#### [EXERCICES PROPOSÉS]
(1) Répondez aux questions suivantes à partir du texte sur l'ethos.
(a) Quel est le pluriel du mot « ethos » ?
(b) Depuis quelles années l'ethos fait-il partie intégrante des sciences sociales et de l'analyse du discours ?
(c) De quel pouvoir l'ethos est-il l'un des outils privilégiés ?
(2) Restituez à l'identique le passage du texte sur l'ethos situé entre « L’ethos (pluriel ethè) » et « depuis les années 1970-1980. », ces deux segments inclus.
=== TEXTE FOURNI ===
Ethos


 

L’ethos (pluriel ethè) est l’image que l’orateur ou que l’énonciateur en général donne de lui-même dans et par son discours lorsqu’il s’adresse à un public. Cette notion vaste et parfois flottante a évolué au fil des siècles, à mesure que se sont posés les champs exploratoires de la rhétorique, de l’argumentation et de l’énonciation. (Re)présentation de soi dans la tradition rhétorique grecque, puis problématique très prisée en littérature, l’ethos fait partie intégrante des sciences sociales et de l’analyse du discours depuis les années 1970-1980.

Sa dimension individuelle et collective lui permet de cristalliser des enjeux communicationnels dans une perspective socio-discursive et/ou pragmatique et la fait entrer dans une dynamique interactionnelle avec le public destinataire. Cette extension du terme montre des approches différentes de l’orateur/énonciateur, de son rapport à l’autre mais aussi de son rapport au monde qui l’entoure, par le biais notamment de problématiques liées à l’appropriation d’un imaginaire social, de représentations collectives, stéréotypées, dans le cadre de sa construction identitaire. En effet, le récepteur du message est amené à (re)construire une représentation de celui qui parle ou écrit à partir du message qu’il diffuse et de la façon dont il le diffuse. Fonder son identité aux yeux d’un récepteur implique pour l’énonciateur de se mettre en discours en ayant recours à une scénographie adaptée. L’ethos relève ainsi d’une conception stratégique, consciente ou non, et se déploie selon les enjeux discursifs (le genre de discours…) et/ou pragmatiques (dans quel but, pour quels effets…). Il contribue à asseoir l’autolégitimation de l’orateur/énonciateur et de son discours en favorisant l’adhésion du récepteur, amené à co-construire cette mise en œuvre scénographique de soi. C’est précisément de cette réciprocité que naît le pouvoir de persuasion dont l’ethos est l’un des outils privilégiés.
=== MATÉRIAUX FOURNIS ===
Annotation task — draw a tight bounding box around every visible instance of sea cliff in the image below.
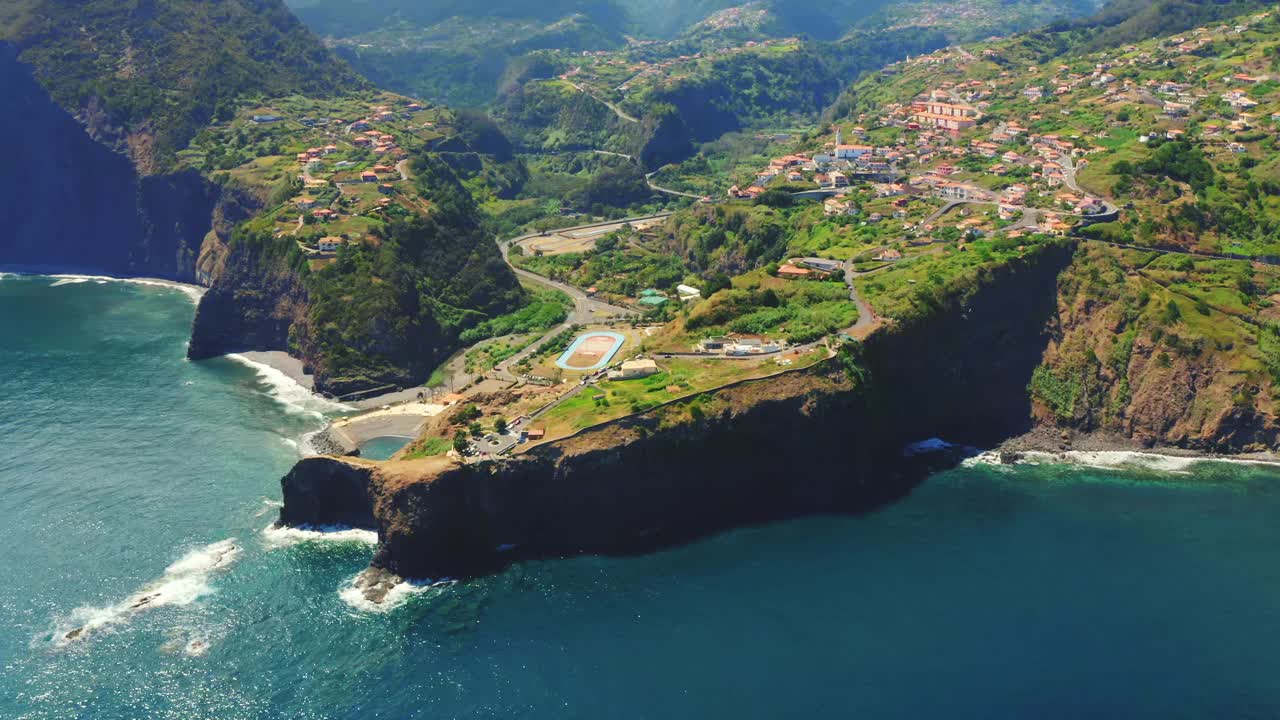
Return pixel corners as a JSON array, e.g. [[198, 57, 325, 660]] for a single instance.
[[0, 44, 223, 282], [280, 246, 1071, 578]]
===
#### [CORRIGÉ DES EXERCICES]
(1)
(a) Ethè.
(b) Depuis les années 1970-1980.
(c) Du pouvoir de persuasion.

(2)
L’ethos (pluriel ethè) est l’image que l’orateur ou que l’énonciateur en général donne de lui-même dans et par son discours lorsqu’il s’adresse à un public. Cette notion vaste et parfois flottante a évolué au fil des siècles, à mesure que se sont posés les champs exploratoires de la rhétorique, de l’argumentation et de l’énonciation. (Re)présentation de soi dans la tradition rhétorique grecque, puis problématique très prisée en littérature, l’ethos fait partie intégrante des sciences sociales et de l’analyse du discours depuis les années 1970-1980.